▶ [Passage provided]
Part 4 — The orchestrating crew (10 min)
pipeline.py:
import argparse
import re
from pathlib import Path
from dotenv import load_dotenv
from crewai import Crew, Task, Process
from agents.researcher import researcher
from agents.writer import writer
from agents.fact_checker import fact_checker
from agents.publisher import publisher
load_dotenv()
Path("output").mkdir(exist_ok=True)
def slugify(title: str) -> str:
s = re.sub(r"[^\w\s-]", "", title.lower())
return re.sub(r"[\s_-]+", "-", s).strip("-")[:80]
def build_crew(topic: str) -> Crew:
research_task = Task(
description=(
f"Research the topic: '{topic}'.\n\n"
f"Deliverable: a structured brief containing:\n"
f"1. 3-5 key findings (one sentence each)\n"
f"2. 6-10 source citations in format [N] Title — URL\n"
f"3. Any claim you flag as 'potentially unreliable' (round numbers, recent dates, superlatives)\n\n"

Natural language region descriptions
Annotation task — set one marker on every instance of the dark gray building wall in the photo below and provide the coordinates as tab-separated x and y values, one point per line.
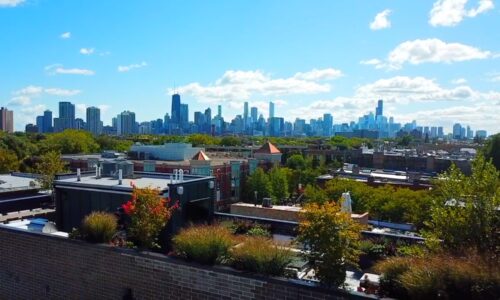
38	266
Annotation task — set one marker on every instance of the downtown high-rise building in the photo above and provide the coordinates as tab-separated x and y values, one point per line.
125	123
327	125
94	123
6	120
246	121
379	111
175	116
44	122
254	114
66	119
184	116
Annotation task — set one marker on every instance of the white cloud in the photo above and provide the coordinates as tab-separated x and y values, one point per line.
429	51
65	35
131	67
459	81
239	86
87	51
81	108
381	20
20	101
59	69
323	74
452	12
472	107
24	96
10	3
61	92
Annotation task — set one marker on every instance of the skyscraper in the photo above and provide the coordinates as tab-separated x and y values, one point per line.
39	124
379	111
254	113
66	118
125	123
271	110
457	131
208	120
327	124
47	121
94	124
175	117
184	116
6	120
245	115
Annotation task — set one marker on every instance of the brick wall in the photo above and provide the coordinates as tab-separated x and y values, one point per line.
38	266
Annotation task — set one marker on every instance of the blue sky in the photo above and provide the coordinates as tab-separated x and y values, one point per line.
434	61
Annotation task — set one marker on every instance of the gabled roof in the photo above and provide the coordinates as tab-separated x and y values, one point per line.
268	148
200	156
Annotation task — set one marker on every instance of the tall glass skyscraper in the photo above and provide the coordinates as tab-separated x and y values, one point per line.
66	118
175	117
94	124
125	123
379	111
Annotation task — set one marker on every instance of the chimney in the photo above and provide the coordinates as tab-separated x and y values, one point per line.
120	176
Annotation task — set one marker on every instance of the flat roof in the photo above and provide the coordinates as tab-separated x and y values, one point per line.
9	182
142	181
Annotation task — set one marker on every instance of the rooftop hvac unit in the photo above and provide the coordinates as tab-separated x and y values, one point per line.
110	168
41	225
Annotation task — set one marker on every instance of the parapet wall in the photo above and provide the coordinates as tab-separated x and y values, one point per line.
39	266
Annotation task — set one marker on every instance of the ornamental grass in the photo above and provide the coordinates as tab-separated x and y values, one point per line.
99	227
203	244
261	255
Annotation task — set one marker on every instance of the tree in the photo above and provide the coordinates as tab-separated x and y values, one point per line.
8	161
72	141
230	141
296	162
107	142
492	150
149	213
201	139
279	184
259	182
464	214
332	238
315	195
48	166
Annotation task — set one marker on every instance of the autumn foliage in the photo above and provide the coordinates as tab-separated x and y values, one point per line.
149	213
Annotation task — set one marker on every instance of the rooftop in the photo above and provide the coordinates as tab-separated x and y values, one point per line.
268	148
160	181
9	182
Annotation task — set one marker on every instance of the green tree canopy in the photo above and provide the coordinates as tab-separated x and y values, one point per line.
48	166
279	184
8	161
259	182
71	142
332	239
465	211
492	150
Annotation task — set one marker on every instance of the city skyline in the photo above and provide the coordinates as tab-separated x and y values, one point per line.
440	72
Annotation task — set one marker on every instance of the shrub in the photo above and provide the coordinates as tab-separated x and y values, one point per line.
332	239
440	276
246	227
99	227
259	231
149	213
203	244
261	255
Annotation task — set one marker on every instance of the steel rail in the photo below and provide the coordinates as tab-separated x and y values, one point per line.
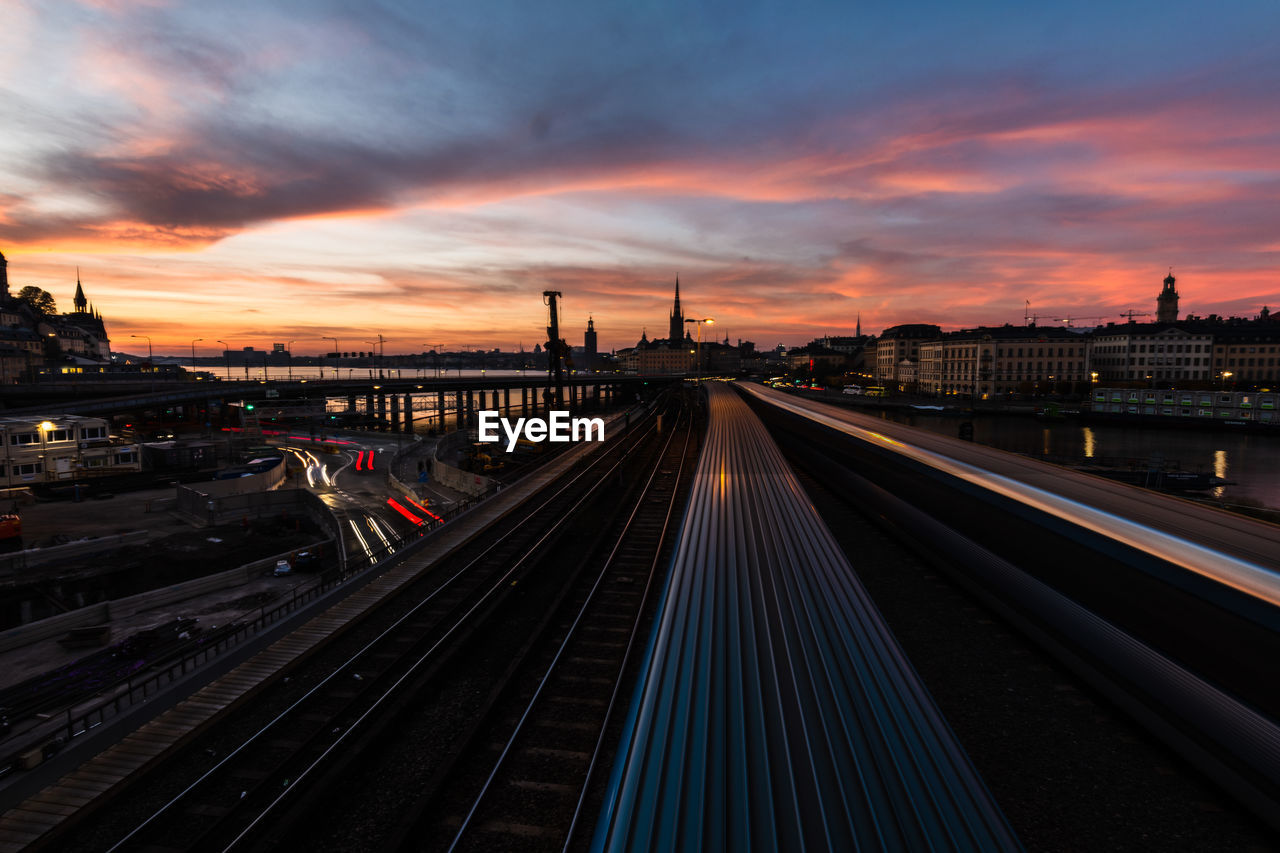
775	707
572	633
446	584
1243	575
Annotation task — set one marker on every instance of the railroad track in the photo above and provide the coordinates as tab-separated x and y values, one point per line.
252	783
528	781
1179	648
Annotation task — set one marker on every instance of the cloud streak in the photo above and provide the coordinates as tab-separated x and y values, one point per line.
794	169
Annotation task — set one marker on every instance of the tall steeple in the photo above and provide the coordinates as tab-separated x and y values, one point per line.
677	320
1166	304
80	301
589	343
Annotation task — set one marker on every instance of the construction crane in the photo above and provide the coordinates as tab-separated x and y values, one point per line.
1069	319
557	354
1028	318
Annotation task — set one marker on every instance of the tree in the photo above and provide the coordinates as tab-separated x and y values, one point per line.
39	299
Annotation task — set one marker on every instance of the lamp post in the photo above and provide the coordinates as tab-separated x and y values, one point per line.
45	425
149	346
698	356
435	349
337	352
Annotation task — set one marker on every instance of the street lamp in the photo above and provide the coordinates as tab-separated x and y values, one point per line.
435	349
45	425
698	356
336	355
149	346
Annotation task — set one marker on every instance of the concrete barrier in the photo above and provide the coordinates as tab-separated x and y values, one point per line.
455	478
12	562
104	612
54	626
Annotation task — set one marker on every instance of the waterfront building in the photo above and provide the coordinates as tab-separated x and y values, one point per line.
1166	304
897	345
676	329
35	342
817	357
1153	351
590	356
999	360
1233	407
1249	351
62	447
663	360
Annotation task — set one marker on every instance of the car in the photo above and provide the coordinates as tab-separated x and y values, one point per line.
306	561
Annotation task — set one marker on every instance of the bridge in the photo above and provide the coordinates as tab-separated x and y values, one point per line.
388	400
760	621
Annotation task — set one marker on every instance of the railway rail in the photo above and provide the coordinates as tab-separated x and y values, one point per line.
775	707
213	810
1171	615
251	784
535	790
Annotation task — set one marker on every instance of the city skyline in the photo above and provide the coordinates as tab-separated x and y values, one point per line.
296	172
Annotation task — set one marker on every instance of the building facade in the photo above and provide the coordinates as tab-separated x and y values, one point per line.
62	447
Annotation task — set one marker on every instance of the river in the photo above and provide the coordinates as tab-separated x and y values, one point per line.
1249	460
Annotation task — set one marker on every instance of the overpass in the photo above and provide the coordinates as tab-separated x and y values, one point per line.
392	398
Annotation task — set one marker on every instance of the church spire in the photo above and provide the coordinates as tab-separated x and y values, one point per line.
80	301
677	319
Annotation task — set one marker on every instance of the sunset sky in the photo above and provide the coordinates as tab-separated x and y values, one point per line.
264	172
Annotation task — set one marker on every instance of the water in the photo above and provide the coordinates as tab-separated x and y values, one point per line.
1249	460
314	372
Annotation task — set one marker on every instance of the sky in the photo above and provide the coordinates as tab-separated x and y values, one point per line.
266	172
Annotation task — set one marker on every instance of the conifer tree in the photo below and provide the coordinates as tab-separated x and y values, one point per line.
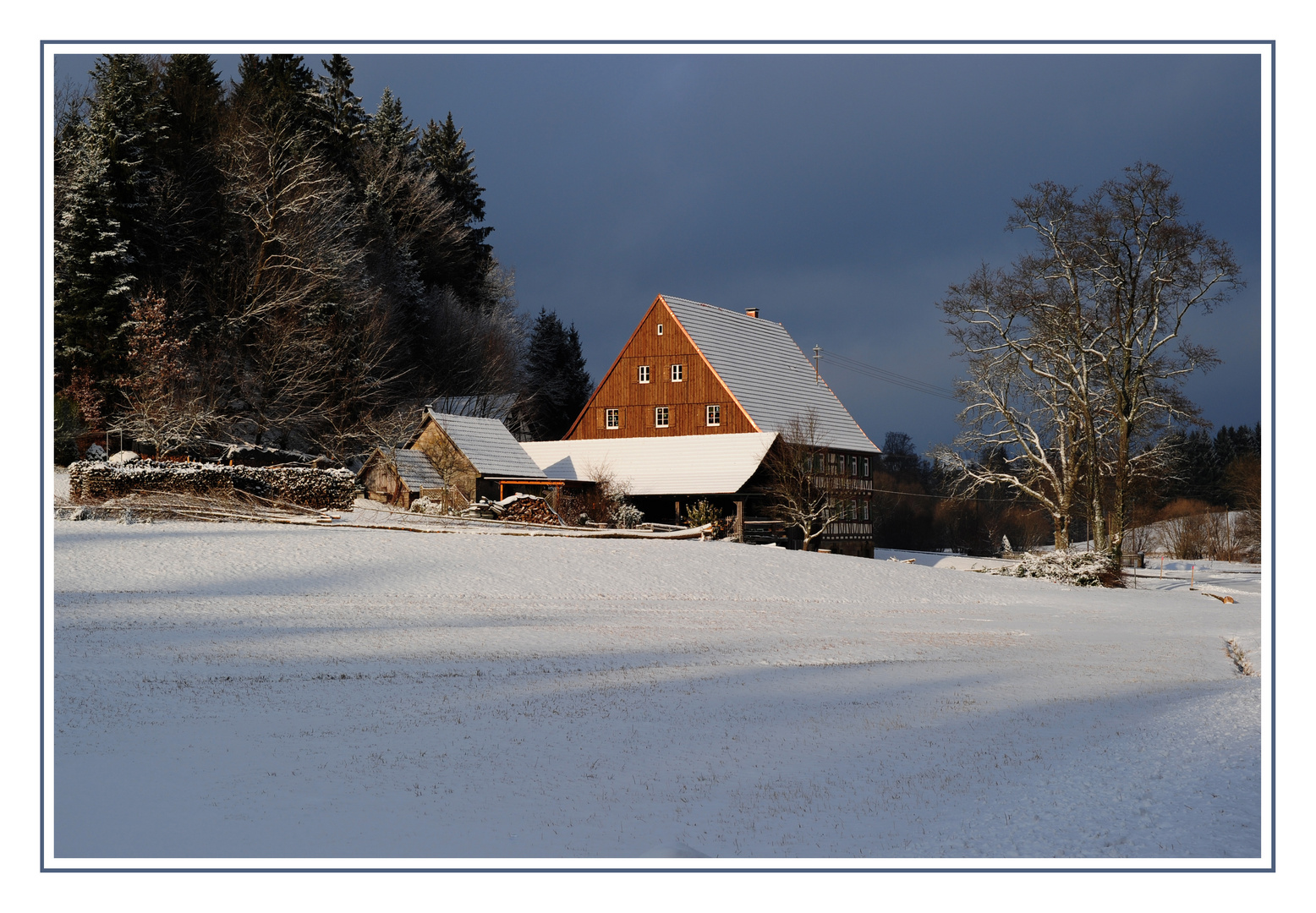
340	120
453	163
274	89
390	129
557	385
103	184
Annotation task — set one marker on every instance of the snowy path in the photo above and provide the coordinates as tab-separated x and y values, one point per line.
271	691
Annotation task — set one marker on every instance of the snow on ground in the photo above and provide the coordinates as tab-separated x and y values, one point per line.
243	690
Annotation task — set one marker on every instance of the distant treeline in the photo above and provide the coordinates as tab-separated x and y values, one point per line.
266	262
918	504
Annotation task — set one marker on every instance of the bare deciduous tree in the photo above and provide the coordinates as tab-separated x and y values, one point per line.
1077	355
797	483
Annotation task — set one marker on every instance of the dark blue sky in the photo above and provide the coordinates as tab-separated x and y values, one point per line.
838	194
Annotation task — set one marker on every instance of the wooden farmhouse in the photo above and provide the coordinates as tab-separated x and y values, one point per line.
691	407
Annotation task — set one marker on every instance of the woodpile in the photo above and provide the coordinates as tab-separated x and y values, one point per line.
95	482
144	508
529	510
516	508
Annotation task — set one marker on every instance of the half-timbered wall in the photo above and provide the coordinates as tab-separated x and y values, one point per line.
688	400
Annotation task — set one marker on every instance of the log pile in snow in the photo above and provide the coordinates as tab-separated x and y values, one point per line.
518	508
529	510
95	482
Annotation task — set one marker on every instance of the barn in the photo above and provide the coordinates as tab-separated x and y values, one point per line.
400	477
480	458
690	408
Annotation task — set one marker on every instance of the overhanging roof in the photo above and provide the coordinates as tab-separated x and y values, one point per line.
686	465
767	373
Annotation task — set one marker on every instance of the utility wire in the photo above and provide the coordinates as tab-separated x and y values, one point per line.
890	376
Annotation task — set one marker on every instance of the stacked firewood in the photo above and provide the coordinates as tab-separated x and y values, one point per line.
92	482
529	510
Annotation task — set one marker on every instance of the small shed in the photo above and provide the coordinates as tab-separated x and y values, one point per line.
400	477
480	456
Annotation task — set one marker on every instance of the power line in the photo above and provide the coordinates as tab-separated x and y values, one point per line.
889	376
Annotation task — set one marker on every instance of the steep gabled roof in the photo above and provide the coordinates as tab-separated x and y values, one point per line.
489	445
414	470
683	465
767	373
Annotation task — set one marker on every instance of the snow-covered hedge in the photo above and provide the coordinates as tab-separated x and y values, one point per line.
331	489
1077	569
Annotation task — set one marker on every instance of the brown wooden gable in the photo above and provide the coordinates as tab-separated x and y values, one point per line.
686	400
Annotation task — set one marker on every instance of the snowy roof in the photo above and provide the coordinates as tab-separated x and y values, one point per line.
489	445
767	373
684	465
490	406
414	468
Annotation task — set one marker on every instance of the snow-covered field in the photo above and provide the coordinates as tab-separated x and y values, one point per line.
243	690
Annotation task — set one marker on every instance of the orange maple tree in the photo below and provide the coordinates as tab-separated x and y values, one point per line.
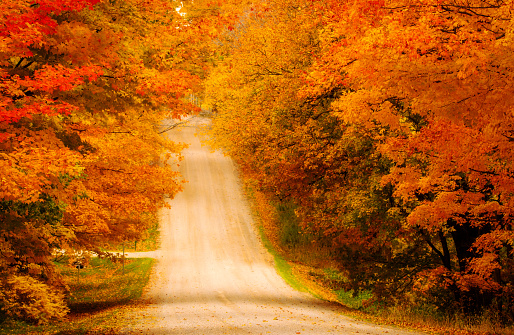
390	125
84	88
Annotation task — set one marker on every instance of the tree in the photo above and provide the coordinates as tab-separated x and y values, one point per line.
84	87
390	124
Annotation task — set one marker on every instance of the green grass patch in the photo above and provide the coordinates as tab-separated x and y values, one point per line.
348	299
283	267
99	294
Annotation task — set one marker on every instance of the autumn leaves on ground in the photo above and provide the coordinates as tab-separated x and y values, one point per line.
378	134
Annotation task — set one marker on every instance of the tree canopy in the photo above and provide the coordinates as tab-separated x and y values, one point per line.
84	88
390	125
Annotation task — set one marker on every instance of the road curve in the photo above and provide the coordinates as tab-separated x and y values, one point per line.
213	276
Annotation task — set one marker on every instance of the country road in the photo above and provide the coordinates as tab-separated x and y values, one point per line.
213	276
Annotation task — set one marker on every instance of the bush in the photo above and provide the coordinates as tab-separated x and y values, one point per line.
26	298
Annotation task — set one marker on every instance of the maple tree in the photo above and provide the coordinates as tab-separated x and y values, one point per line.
84	88
389	125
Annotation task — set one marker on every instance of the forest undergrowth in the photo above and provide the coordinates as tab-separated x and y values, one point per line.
310	267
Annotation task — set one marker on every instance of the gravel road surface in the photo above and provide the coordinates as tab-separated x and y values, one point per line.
213	276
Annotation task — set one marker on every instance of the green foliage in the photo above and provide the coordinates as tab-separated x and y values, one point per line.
291	234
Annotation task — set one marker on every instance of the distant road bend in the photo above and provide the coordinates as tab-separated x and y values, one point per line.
213	275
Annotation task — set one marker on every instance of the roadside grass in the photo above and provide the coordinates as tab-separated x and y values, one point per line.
100	294
308	267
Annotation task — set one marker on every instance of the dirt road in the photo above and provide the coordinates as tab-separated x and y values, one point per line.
213	275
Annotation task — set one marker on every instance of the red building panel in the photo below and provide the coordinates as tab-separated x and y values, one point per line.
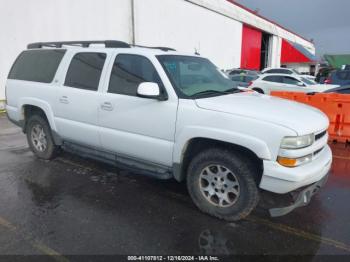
251	48
291	55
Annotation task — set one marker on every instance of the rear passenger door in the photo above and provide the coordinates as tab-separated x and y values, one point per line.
133	126
76	105
293	84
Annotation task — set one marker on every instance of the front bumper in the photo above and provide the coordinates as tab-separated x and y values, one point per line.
282	180
301	199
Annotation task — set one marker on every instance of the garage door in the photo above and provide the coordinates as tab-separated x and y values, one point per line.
251	48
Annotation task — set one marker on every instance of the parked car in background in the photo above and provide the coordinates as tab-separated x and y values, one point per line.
281	82
287	71
323	74
339	77
242	80
239	71
339	90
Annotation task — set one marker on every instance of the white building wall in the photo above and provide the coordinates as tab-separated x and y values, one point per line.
189	28
23	22
235	12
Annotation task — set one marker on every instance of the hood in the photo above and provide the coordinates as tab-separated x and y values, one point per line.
321	87
299	117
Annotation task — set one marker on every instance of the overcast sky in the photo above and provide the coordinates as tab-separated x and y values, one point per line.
326	21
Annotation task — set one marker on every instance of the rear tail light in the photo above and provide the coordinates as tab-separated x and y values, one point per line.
328	81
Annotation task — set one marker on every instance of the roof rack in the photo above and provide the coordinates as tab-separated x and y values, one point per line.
163	48
107	43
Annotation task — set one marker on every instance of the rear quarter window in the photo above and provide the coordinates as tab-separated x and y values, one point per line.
37	65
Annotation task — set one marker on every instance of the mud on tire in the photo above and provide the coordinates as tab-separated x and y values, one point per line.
225	167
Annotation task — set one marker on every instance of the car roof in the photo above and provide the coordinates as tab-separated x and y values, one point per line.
337	89
134	50
276	74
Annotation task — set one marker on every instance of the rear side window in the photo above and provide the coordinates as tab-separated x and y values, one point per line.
275	79
37	65
278	71
129	71
290	80
85	71
345	91
343	75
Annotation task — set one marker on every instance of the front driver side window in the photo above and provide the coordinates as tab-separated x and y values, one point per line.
291	81
129	71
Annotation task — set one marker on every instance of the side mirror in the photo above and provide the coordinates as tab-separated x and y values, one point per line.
149	90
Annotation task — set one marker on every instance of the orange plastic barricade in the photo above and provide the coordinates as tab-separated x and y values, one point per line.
335	106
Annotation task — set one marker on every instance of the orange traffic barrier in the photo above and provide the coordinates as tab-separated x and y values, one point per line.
335	106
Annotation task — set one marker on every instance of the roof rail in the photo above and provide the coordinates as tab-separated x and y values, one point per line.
163	48
107	43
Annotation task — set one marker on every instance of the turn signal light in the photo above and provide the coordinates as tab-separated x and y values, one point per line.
294	162
287	162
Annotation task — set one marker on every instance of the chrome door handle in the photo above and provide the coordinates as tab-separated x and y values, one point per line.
64	100
107	106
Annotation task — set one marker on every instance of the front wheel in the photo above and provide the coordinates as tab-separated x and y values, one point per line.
39	138
221	183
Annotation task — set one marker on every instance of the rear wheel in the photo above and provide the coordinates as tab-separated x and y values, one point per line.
259	90
221	183
40	138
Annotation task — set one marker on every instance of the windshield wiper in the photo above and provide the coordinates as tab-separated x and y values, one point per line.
209	92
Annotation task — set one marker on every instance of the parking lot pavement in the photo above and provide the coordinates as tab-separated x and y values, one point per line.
75	206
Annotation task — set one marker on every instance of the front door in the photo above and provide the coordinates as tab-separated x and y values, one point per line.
76	105
132	126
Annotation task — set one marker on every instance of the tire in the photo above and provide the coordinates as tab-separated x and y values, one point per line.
259	90
35	138
240	200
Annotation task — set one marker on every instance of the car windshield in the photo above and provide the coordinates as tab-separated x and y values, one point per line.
195	77
296	71
308	81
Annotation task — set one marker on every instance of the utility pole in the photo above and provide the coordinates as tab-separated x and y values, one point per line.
133	40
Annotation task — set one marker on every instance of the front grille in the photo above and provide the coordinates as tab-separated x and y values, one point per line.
320	135
318	151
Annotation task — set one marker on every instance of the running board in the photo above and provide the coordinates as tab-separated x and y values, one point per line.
123	162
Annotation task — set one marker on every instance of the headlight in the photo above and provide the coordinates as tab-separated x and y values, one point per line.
294	162
297	142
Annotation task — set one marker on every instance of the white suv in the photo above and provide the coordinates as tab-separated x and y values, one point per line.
169	115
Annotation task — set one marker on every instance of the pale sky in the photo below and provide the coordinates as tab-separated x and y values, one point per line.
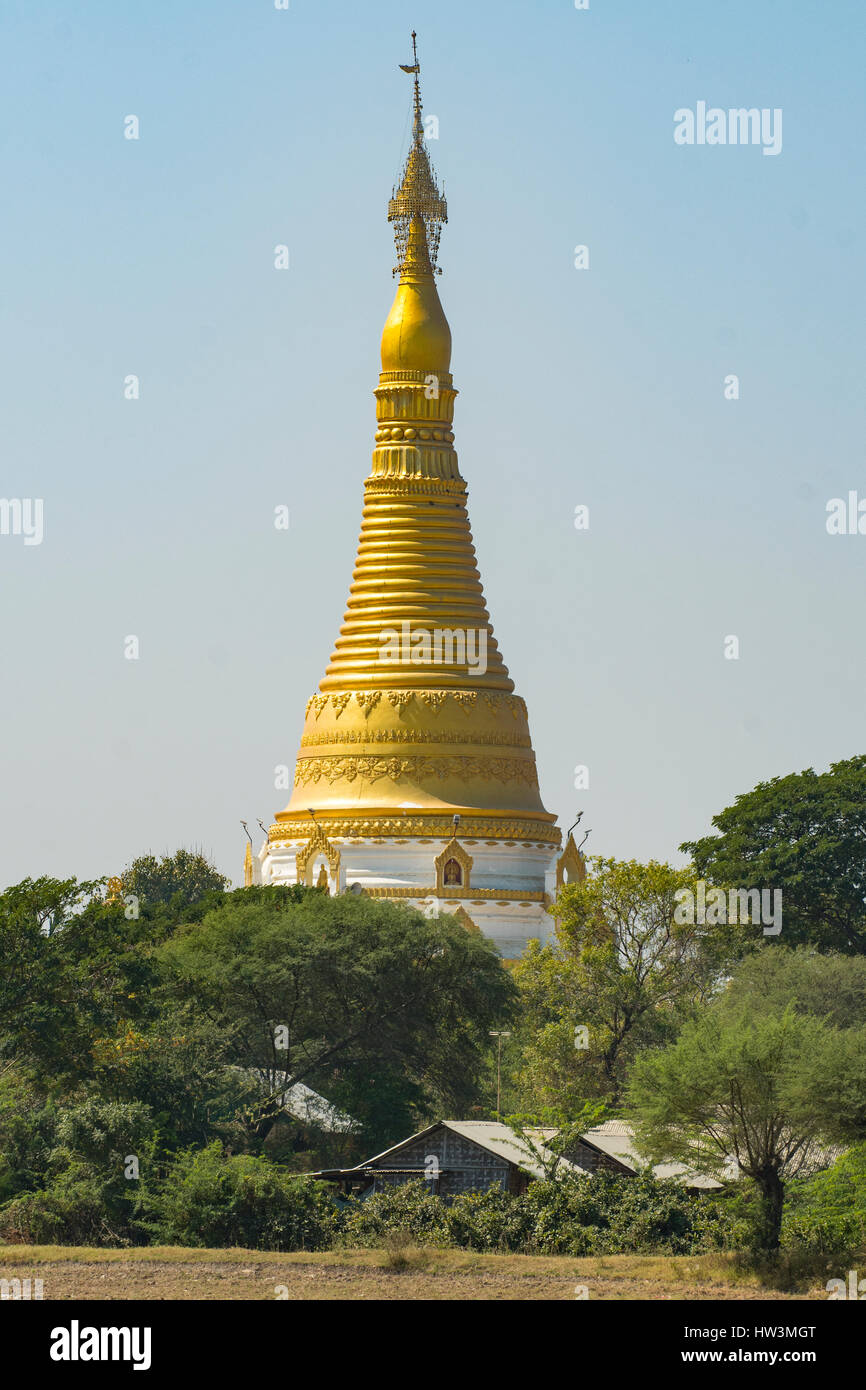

▶ [Exercise prompt]
Answer these questions about the pipeline.py code:
(a) Which directory does the script create?
(b) What is the maximum length of the string that slugify returns?
(c) How many source citations does the research deliverable require?

▶ [Exercise output]
(a) output
(b) 80 characters
(c) 6-10